EXCERPTED TEXT
'''

Sunday, December 31, 2017

Days 179-180: Existential Crisis

I am so close to the halfway mark for my hospice and palliative medicine fellowship, and have finally reached the point of breakdown.  I've had one about every year of training since the beginning of medical school.  For the most part, I've dealt with it on my own.  As I think I've blogged about before, one of the biggest hurdles many people in the medical field combat is themselves.  Especially in higher training, we all feel like we aren't good enough for what we do.  We feel like we've conned our way into the position we are in.  Sometimes, that burden if doubt is enough to completely stop us in our tracks.  We lost faith in our abilities, and we quit.  Sometimes life-changing quits (changing career) and sometimes catastrophic quits (suicide).  While, I've never reached serious contemplation of leaving my career or life, I still have self-doubts.  Inevitably, there is a point in my training where I feel like I cannot keep up with what I'm supposed to be capable of doing.  During geriatric fellowship, the break occurred in September when I lost faith in my ability to be a good clinician due to severe issues with efficiency and timeliness in clinic.  I sat in my fellowship director's office and cried.  Then she told me that she had been in the same place I was when she started on faculty and wanted to work with me to make sure when I graduated, I would be able to managed my efficiency without issue.

'''

Data records:

'''

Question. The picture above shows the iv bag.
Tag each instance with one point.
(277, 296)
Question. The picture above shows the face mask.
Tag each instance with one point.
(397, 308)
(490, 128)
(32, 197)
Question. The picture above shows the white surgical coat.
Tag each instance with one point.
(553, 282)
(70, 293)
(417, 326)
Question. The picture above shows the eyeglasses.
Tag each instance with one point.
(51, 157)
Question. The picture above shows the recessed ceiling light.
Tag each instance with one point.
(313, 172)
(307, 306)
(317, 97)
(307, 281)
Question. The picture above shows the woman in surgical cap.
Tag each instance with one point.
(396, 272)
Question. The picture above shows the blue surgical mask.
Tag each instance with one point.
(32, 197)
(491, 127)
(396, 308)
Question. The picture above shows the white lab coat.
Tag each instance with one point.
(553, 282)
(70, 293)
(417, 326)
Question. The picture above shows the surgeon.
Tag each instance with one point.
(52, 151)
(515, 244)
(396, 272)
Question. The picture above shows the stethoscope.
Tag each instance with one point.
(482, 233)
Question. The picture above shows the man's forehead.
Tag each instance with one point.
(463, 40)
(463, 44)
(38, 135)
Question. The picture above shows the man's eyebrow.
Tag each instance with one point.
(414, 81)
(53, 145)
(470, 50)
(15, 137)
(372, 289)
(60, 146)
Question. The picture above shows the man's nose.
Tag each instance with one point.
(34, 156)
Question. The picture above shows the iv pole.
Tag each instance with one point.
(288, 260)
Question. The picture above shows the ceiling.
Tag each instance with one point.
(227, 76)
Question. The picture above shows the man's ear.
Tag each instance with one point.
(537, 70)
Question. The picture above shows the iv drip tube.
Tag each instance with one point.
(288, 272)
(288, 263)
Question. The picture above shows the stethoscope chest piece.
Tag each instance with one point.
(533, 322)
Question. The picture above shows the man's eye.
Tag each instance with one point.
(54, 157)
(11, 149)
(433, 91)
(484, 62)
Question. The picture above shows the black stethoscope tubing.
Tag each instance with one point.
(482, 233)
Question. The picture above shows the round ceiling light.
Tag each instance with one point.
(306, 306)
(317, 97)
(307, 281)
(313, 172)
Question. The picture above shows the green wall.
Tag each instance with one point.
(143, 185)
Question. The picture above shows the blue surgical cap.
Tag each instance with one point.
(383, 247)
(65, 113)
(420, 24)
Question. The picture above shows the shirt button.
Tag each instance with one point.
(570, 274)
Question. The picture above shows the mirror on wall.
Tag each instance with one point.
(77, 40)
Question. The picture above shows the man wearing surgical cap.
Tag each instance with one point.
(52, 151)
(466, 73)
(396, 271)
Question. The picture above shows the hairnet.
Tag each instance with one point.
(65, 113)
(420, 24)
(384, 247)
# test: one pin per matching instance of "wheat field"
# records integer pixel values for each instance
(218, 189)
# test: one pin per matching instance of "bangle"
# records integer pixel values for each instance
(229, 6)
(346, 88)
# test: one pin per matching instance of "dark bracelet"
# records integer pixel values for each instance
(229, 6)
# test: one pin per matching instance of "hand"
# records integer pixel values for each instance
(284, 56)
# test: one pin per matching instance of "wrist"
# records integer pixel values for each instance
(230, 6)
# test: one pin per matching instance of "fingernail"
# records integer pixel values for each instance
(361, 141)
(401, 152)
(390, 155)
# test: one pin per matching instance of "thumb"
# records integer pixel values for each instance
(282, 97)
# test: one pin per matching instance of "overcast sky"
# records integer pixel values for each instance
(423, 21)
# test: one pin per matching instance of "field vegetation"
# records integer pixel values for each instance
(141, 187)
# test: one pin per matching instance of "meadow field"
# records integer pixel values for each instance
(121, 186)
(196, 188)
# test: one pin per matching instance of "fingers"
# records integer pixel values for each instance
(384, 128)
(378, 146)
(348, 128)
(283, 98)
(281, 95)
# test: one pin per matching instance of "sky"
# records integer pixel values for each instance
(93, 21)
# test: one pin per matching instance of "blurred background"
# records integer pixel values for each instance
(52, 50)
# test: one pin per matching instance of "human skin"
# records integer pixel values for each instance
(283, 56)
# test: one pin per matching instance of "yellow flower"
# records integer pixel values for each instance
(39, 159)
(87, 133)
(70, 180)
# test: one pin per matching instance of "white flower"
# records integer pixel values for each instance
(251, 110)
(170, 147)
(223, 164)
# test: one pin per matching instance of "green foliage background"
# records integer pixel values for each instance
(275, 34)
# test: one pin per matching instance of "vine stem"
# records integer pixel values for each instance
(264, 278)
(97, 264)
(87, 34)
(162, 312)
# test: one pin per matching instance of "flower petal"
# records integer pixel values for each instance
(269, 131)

'''

WORK ORDER 1
According to the blog post on self-doubt in medical training, in which month did the breakdown during geriatric fellowship occur?
WORK ORDER 2
Pick up the blog post on self-doubt in medical training and continue it after its last sentence.
The data records come from a separate source.

TASK ANSWER 1
September.

TASK ANSWER 2
This year, went beyond the typical self-doubt and impostor syndrome.  A great part of hospice and palliative medicine is sitting with people who are at the end of their life.  They go through the process of determining the impact they had during their lifetime.  They try to find meaning in their life and in their death.  While yesterday evening's sob fest seemed to come out of nowhere, a clear mind notes that the breakdown was inevitable with the weight of this career choice.  I went from thinking I was only a fraud in my career to a full on review of my life.  I couldn't understand what I had done to deserve the loving and supportive family that I have or why I was gifted with the care for three cats and a dog.  I didn't feel like I was worthy of a man who cares more deeply for me than himself.  His care showed yesterday in his sixth sense that there was something more going on than just my usual frustration.  He sat silently with me while I folded laundry, knowing that I would eventually breakdown into tears, need him to hold me, and then have him listen as I rambled on about how there was no logical reason for why anyone in my life should care for me.  He listened to me cry about how I didn't do anything to deserve the life I have.  How I couldn't comprehend why I have what I have.  I went through a life review, trying to find meaning to how I'd ended up at this point.  I'm about the get married and start my career within three months of each other.  Right now, I still feel daunted by the tasks ahead.  I'm looking forward to when I can get excited again.